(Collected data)

..............................

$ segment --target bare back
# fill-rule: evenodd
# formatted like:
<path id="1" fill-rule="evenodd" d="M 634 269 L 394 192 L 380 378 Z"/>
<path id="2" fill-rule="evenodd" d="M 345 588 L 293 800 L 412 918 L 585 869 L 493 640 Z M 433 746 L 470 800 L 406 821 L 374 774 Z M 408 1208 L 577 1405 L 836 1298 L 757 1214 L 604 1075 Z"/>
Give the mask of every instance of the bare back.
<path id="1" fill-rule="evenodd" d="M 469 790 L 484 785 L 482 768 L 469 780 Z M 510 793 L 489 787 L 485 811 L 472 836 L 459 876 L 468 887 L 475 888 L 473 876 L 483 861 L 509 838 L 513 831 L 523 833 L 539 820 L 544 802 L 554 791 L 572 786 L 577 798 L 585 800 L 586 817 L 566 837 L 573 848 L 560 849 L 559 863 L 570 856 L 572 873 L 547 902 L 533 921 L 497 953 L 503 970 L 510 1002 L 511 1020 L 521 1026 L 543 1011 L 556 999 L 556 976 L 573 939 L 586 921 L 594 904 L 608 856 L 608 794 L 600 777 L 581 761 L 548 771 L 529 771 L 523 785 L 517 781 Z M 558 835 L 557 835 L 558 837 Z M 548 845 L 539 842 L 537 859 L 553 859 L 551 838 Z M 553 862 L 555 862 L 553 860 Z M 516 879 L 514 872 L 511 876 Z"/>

..............................

Task item:
Only an exact copy of the data above will do.

Response to this exercise:
$ segment --target bare back
# fill-rule: evenodd
# formatted like:
<path id="1" fill-rule="evenodd" d="M 634 269 L 394 192 L 380 378 Z"/>
<path id="2" fill-rule="evenodd" d="M 345 588 L 293 800 L 412 918 L 585 869 L 493 640 Z M 433 746 L 470 800 L 406 821 L 374 774 Z M 408 1208 L 577 1405 L 836 1298 L 757 1214 L 604 1075 Z"/>
Give the mask of every instance of the bare back.
<path id="1" fill-rule="evenodd" d="M 469 790 L 484 785 L 482 768 L 469 780 Z M 510 793 L 489 787 L 485 811 L 472 836 L 459 876 L 468 887 L 475 888 L 473 876 L 483 861 L 509 838 L 513 831 L 523 833 L 539 820 L 544 802 L 554 791 L 572 786 L 577 798 L 585 800 L 586 817 L 566 837 L 573 848 L 560 849 L 559 863 L 570 856 L 572 873 L 547 902 L 533 921 L 497 953 L 503 970 L 510 1002 L 511 1020 L 521 1026 L 543 1011 L 556 999 L 556 976 L 573 939 L 586 921 L 594 904 L 608 856 L 608 794 L 600 777 L 581 761 L 548 771 L 529 771 L 523 785 L 517 781 Z M 558 835 L 557 835 L 558 837 Z M 548 845 L 539 842 L 537 859 L 553 859 L 551 838 Z M 553 862 L 555 862 L 553 860 Z M 516 879 L 514 872 L 511 876 Z"/>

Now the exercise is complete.